PAGE EXCERPT:
Industrial and open-source IT security development

2013
Since 2011 I had been working on system architecture as well as implementation and certification support for the security of smart metering systems, but also for toll system onboard units and SCADA (i.e., production information and control) systems.
2014
In spring I started working on a new major project: a client-server application prototype for enrolling certificates of field devices, based on the protocol EST and its implementation by Cisco, called libEST.
2015
Early that year I submitted to Cisco a large chunk of source code containing major improvements and extensions of libEST. For the rest of the year we struggled to get these and some further contriubtions reviewed and accepted by this open-source — but not open-minded — project, with little success.
2016
Partly out of our bad experience with contributing to libEST, but mostly because we found that the more flexible Certificate Management Protocol actually fits our needs better, we moved on to CMP. I started improving and extending CMP for OpenSSL, an implementation by Nokia. I also did minor contributions to the OpenSC project to their PKCS#11 tool.
2017
My contributions to CMPforOpenSSL turned out to take quite much effort, too, but this time it was very fruitful because Martin Peylo, the initiator and maintainer of that open-source project, proved very open to substantial improvements. Related to that activity I started in August actively contributing to the OpenSSL project.
2018
In April we officially (re-)started an upstream contribution of CMP to OpenSSL. To this end we had moved the project to GitHub and submitted the first pull request in late July. After initial feedback we split the contribution in twelve chunks, which we have been contributing since them.
In my spare time I extended and open-sourced my little GPX track converter tool GPXConv and started directly contributing to the Pannellum open-source panorama viewer project. I also revived the Thunderbird add-on Duplicate Contacts Manager on my own repository because the original developers were not reachable any more.

SOURCE DATA:
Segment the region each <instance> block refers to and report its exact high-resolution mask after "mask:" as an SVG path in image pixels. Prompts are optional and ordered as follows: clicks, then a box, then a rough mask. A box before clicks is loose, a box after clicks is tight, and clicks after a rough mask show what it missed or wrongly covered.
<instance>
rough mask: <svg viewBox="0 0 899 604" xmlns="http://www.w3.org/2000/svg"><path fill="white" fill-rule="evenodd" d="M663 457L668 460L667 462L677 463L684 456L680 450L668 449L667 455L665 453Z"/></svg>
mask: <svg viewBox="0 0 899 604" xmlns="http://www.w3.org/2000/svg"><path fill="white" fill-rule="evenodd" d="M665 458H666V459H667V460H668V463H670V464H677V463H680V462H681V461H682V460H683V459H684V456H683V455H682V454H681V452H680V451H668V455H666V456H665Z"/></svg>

TO-DO ITEM A: List every year that appears as a heading in the security development timeline.
TO-DO ITEM B: Carry on the security development timeline from its final sentence.
The lines are material separate from the security development timeline.

ANSWER AREA A: 2013, 2014, 2015, 2016, 2017, 2018

ANSWER AREA B:
2019
That year I pushed forward the contribution of CMP to OpenSSL, which worked out slowly but steadily. I also made and published major extension to a CMP client implementation for embedded systems with the help of a working student and made the Duplicate Contacts Manager compatible with Thunderbird version 68+.
2020
In January I was invited to become an OpenSSL Committer. This was very helpful in getting the remaining chunks of the CMP contribution included in time — the last chunk was merged in min-June. It also motivated and enabled me to do many more general improvements to OpenSSL, not only regarding certificate handling.
2021
In September, finally OpenSSL 3.0 was released, including the CMP implementation and many other improvements of mine, for instance on the HTTP client. Over the years before I had developed also a high-level API for it, called generic CMP Client, as well as a convenience layer for OpenSSL certificate management etc. called Security Utilities, both of which were open-sourced around the same time.
2022
For several years we had been working on the Lightweight CMP Profile and related standardization documents. This year we were able to get it through the IETF Working Group Last Call. We also continued working on a draft of BRSKI-AE, for which I had taken editorship.
This year I started developing SolBatSim, a precise simulation for photovoltaic systems optionally including energy storage.